* WHAT IS ASKED:
Pick out and copy each line in the rows below that contains the string "horse", matching its case exactly.

--- START RECORDS SHOWN ---

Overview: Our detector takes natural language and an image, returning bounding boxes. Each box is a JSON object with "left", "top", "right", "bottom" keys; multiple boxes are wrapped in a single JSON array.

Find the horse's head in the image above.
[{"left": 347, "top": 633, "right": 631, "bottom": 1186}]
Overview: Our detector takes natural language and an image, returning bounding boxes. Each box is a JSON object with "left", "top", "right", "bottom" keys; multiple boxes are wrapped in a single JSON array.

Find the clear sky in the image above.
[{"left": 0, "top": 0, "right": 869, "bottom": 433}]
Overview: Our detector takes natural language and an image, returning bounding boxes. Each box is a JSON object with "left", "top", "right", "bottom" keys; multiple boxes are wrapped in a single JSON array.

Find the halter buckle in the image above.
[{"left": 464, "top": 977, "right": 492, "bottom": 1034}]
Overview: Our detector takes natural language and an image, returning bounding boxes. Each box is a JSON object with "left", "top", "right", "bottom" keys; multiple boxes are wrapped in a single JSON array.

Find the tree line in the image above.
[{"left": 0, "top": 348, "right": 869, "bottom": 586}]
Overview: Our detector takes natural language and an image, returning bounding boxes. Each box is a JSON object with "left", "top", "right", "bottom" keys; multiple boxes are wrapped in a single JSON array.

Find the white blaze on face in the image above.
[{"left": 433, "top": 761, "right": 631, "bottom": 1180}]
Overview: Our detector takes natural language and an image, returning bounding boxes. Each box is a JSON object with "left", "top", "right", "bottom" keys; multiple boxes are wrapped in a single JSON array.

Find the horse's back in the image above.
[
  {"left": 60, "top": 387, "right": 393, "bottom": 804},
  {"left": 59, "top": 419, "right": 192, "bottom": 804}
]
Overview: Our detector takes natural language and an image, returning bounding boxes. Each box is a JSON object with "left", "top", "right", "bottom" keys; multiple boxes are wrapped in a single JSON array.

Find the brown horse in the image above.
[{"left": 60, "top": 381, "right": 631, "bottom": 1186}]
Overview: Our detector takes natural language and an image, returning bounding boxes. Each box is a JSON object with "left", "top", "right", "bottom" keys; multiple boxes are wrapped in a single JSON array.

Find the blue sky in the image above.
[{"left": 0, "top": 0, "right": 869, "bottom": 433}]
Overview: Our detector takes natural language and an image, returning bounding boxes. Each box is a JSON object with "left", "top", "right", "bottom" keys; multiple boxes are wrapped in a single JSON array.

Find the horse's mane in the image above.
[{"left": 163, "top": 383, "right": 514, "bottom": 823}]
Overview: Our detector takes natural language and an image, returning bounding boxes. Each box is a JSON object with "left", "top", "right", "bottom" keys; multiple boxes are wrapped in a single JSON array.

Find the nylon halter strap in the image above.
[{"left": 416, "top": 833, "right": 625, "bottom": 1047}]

--- END RECORDS SHOWN ---

* ANSWER TO THIS PROBLEM:
Find the horse's head in the image above.
Find the horse's back in the image above.
Find the brown horse in the image above.
Find the horse's mane in the image above.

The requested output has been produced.